[begin Records shown]
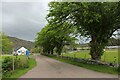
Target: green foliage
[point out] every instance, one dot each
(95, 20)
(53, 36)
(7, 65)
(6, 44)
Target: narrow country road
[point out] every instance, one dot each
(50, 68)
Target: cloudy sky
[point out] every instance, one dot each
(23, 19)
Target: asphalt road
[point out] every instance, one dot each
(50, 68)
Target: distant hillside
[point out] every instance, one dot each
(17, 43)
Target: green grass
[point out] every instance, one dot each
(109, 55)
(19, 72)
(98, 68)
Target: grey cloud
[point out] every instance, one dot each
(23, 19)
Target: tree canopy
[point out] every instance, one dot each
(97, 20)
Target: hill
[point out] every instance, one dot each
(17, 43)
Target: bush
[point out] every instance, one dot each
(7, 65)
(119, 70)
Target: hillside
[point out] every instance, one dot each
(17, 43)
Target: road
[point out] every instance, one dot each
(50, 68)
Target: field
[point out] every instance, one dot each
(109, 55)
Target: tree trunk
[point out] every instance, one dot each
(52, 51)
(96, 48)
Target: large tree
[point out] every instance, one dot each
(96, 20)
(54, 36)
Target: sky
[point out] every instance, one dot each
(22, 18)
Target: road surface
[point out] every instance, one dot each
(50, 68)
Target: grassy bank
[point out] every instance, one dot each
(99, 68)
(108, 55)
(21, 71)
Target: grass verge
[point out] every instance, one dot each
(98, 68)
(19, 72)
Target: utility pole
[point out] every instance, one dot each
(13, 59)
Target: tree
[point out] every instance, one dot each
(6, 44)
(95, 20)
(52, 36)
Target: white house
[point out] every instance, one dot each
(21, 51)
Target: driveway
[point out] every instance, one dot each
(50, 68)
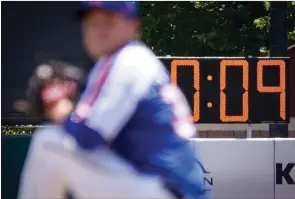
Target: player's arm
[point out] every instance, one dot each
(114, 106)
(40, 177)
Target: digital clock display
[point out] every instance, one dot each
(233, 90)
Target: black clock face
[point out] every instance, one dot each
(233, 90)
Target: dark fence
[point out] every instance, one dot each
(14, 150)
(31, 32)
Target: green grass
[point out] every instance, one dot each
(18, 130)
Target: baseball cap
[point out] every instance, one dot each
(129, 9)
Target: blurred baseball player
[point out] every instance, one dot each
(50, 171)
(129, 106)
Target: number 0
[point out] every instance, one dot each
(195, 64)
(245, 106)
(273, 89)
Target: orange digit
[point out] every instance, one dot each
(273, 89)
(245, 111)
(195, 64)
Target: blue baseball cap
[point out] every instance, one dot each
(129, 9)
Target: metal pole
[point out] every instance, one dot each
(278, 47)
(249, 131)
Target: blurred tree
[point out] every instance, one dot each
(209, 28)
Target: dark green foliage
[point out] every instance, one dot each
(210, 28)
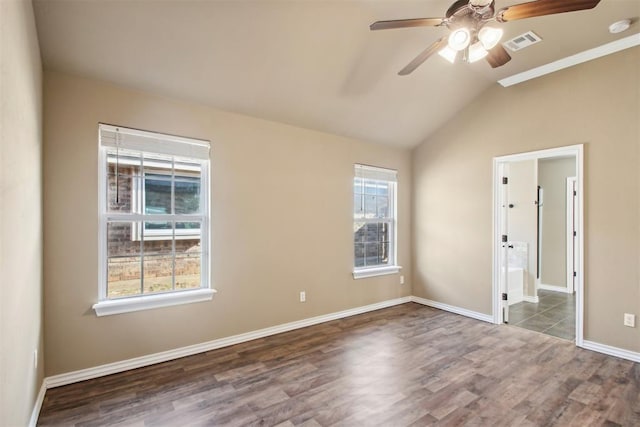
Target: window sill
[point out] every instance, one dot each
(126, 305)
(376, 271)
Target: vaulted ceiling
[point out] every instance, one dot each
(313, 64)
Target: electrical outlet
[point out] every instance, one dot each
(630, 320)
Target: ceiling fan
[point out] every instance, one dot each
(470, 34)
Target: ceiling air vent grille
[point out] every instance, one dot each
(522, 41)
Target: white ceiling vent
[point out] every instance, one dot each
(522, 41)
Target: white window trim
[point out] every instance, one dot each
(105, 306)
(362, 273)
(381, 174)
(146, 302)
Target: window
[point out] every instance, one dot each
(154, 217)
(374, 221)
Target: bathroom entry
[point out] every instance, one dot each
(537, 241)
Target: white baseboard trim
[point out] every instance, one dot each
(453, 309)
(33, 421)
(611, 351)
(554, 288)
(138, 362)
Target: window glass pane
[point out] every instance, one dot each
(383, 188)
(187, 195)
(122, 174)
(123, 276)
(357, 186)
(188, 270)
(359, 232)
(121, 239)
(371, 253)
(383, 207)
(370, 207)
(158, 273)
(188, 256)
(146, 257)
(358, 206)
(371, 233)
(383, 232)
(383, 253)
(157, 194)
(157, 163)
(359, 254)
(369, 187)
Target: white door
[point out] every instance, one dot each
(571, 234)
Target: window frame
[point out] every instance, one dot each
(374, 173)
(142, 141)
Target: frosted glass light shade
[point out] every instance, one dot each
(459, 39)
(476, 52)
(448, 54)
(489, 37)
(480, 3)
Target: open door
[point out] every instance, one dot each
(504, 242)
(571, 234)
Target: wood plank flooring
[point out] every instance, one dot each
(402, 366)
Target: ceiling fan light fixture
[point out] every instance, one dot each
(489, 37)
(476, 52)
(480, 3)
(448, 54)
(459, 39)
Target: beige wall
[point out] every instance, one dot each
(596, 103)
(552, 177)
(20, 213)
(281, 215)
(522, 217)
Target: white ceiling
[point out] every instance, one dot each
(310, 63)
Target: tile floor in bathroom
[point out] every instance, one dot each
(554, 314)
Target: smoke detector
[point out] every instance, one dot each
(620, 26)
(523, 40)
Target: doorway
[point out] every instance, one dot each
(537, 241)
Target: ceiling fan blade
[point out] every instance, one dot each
[end Records shown]
Quote the material in full and exactly; do not carry over its pictures.

Response
Target: green foliage
[point out] every instance, one dot each
(95, 20)
(53, 36)
(7, 65)
(6, 44)
Target: narrow country road
[point out] every instance, one dot each
(50, 68)
Target: cloudy sky
[point out] every instance, one dot each
(23, 19)
Target: asphalt road
[point out] every instance, one dot each
(50, 68)
Target: distant hillside
[point out] every instance, one dot each
(17, 43)
Target: green grass
[point out] every instance, one dot each
(109, 55)
(19, 72)
(98, 68)
Target: grey cloud
[point out] every instance, one dot each
(23, 19)
Target: tree canopy
[point out] every instance, one dot each
(97, 20)
Target: hill
[point out] every instance, one dot each
(17, 43)
Target: bush
[point out] every instance, one dot each
(7, 65)
(119, 70)
Target: hillside
[point out] every instance, one dot each
(17, 43)
Target: road
[point out] every instance, one dot each
(50, 68)
Target: field
[point out] every instance, one dot each
(109, 55)
Target: tree trunk
[point out] every instance, one dot each
(52, 51)
(96, 48)
Target: large tree
[point out] every instance, one dot each
(96, 20)
(54, 36)
Target: sky
[point out] every instance, one dot each
(22, 18)
Target: road surface
[point out] every instance, one dot each
(50, 68)
Target: grassy bank
[point out] every instance, one dot each
(99, 68)
(108, 55)
(21, 71)
Target: grass verge
[point out] every instance, one dot each
(98, 68)
(19, 72)
Target: utility pole
[point out] every instance, one dot each
(13, 59)
Target: tree
[point out] every instance, one dot each
(6, 44)
(95, 20)
(52, 36)
Target: white house
[point out] every instance, one dot each
(21, 51)
Target: driveway
[point out] every instance, one dot each
(50, 68)
Target: player's arm
[point out] every instance, one dot each
(114, 106)
(40, 177)
Target: digital clock display
[point out] every instance, one dot each
(233, 90)
Target: black clock face
[point out] every instance, one dot each
(233, 90)
Target: dark fence
[point out] every instance, one dot each
(14, 150)
(31, 32)
Target: green grass
[point out] every instance, one dot each
(18, 130)
Target: baseball cap
[point out] every instance, one dot each
(129, 9)
Target: blurred baseball player
[point out] every instance, one dot each
(50, 171)
(129, 106)
Target: number 0
[point out] every instance, one dot each
(195, 64)
(245, 106)
(273, 89)
Target: orange digit
[point out] every instance, one dot each
(273, 89)
(245, 111)
(195, 64)
Target: blue baseball cap
[point out] every instance, one dot each
(129, 9)
Target: metal pole
[point out] every instance, one dot each
(278, 47)
(249, 131)
Target: blurred tree
[point out] every instance, one dot each
(209, 28)
Target: dark green foliage
[point out] every instance, one dot each
(210, 28)
Target: window sill
[point out] every instance, one dot each
(126, 305)
(376, 271)
Target: vaulted ceiling
[point out] every instance, one dot each
(313, 64)
Target: electrical outlet
[point out] every instance, one dot each
(630, 320)
Target: ceiling fan
[point out] every instance, one dot each
(470, 34)
Target: ceiling air vent grille
[point out] every instance, one dot each
(522, 41)
Target: white ceiling vent
[point out] every instance, one dot each
(522, 41)
Target: white window trim
[point out] every instance, one dot each
(105, 306)
(362, 273)
(381, 174)
(146, 302)
Target: window
[point out] every instance, one dot each
(154, 217)
(374, 221)
Target: bathroom entry
[point out] every instance, one dot each
(537, 241)
Target: white baseboard trim
[point out] every instance, one dot each
(453, 309)
(33, 421)
(611, 351)
(554, 288)
(138, 362)
Target: window glass pane
[point out] every instance, one dot each
(383, 188)
(187, 195)
(122, 174)
(123, 276)
(357, 186)
(188, 270)
(359, 232)
(121, 239)
(371, 253)
(383, 207)
(370, 207)
(158, 273)
(188, 256)
(146, 257)
(358, 206)
(371, 233)
(383, 232)
(383, 253)
(157, 194)
(157, 163)
(359, 254)
(369, 187)
Target: white door
[point out] every instance, one dot each
(571, 234)
Target: window frame
[point out] every instance, one dot each
(374, 173)
(142, 141)
Target: frosted glass light shade
[point out] every instance, one dot each
(459, 39)
(476, 52)
(448, 54)
(489, 37)
(480, 3)
Target: open door
[point out] every instance, one dot each
(504, 242)
(571, 234)
Target: wood plank flooring
[point out] every instance, one dot each
(402, 366)
Target: ceiling fan light fixture
[point out] every instance, one dot each
(489, 37)
(476, 52)
(480, 3)
(448, 54)
(459, 39)
Target: beige wall
[point out] every instance, one dot each
(596, 103)
(552, 177)
(20, 213)
(281, 215)
(522, 217)
Target: white ceiling
[point out] every instance, one dot each
(310, 63)
Target: tile floor in bathroom
[point out] every instance, one dot each
(554, 314)
Target: smoke detector
[point out] every instance, one dot each
(620, 26)
(523, 40)
Target: doorway
[point out] every instance, one dot each
(537, 241)
Target: ceiling fan blade
[point out] every instance, one dot each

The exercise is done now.